Entries from a pointing dataset:
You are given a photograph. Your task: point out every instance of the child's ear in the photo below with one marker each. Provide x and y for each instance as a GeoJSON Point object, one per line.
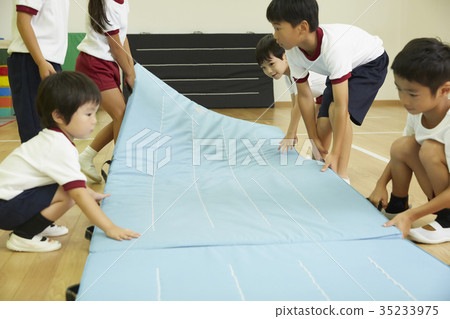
{"type": "Point", "coordinates": [304, 26]}
{"type": "Point", "coordinates": [445, 88]}
{"type": "Point", "coordinates": [58, 118]}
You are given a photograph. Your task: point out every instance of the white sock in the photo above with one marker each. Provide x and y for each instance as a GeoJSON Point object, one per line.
{"type": "Point", "coordinates": [88, 153]}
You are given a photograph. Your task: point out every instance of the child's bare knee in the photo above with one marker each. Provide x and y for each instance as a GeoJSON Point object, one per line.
{"type": "Point", "coordinates": [404, 147]}
{"type": "Point", "coordinates": [432, 152]}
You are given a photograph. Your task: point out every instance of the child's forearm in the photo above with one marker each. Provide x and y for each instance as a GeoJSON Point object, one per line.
{"type": "Point", "coordinates": [91, 209]}
{"type": "Point", "coordinates": [307, 110]}
{"type": "Point", "coordinates": [126, 45]}
{"type": "Point", "coordinates": [340, 121]}
{"type": "Point", "coordinates": [29, 37]}
{"type": "Point", "coordinates": [385, 177]}
{"type": "Point", "coordinates": [436, 204]}
{"type": "Point", "coordinates": [296, 115]}
{"type": "Point", "coordinates": [120, 54]}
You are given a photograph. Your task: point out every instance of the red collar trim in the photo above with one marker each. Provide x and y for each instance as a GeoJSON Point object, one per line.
{"type": "Point", "coordinates": [57, 129]}
{"type": "Point", "coordinates": [319, 33]}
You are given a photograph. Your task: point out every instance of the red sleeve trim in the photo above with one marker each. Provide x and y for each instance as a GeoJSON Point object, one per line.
{"type": "Point", "coordinates": [302, 80]}
{"type": "Point", "coordinates": [22, 8]}
{"type": "Point", "coordinates": [113, 32]}
{"type": "Point", "coordinates": [319, 99]}
{"type": "Point", "coordinates": [75, 184]}
{"type": "Point", "coordinates": [342, 79]}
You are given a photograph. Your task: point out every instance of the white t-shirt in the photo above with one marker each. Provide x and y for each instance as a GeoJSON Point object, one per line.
{"type": "Point", "coordinates": [316, 83]}
{"type": "Point", "coordinates": [50, 24]}
{"type": "Point", "coordinates": [440, 133]}
{"type": "Point", "coordinates": [341, 48]}
{"type": "Point", "coordinates": [96, 44]}
{"type": "Point", "coordinates": [48, 158]}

▶ **TASK BRIEF**: Starting with the line containing "the white t-shirt" and going on through the end of the entries, write those lines out again with "marker" swapped for "pin" and everything else left unchanged.

▶ **ANSWER TO THIS TASK**:
You are given a photograph. Your task: point out every instance of the white t-shirt in the photo above with one pin each. Provide x and y for each instance as a GeoJSON Point object, one per line.
{"type": "Point", "coordinates": [316, 83]}
{"type": "Point", "coordinates": [50, 24]}
{"type": "Point", "coordinates": [440, 133]}
{"type": "Point", "coordinates": [341, 48]}
{"type": "Point", "coordinates": [96, 44]}
{"type": "Point", "coordinates": [48, 158]}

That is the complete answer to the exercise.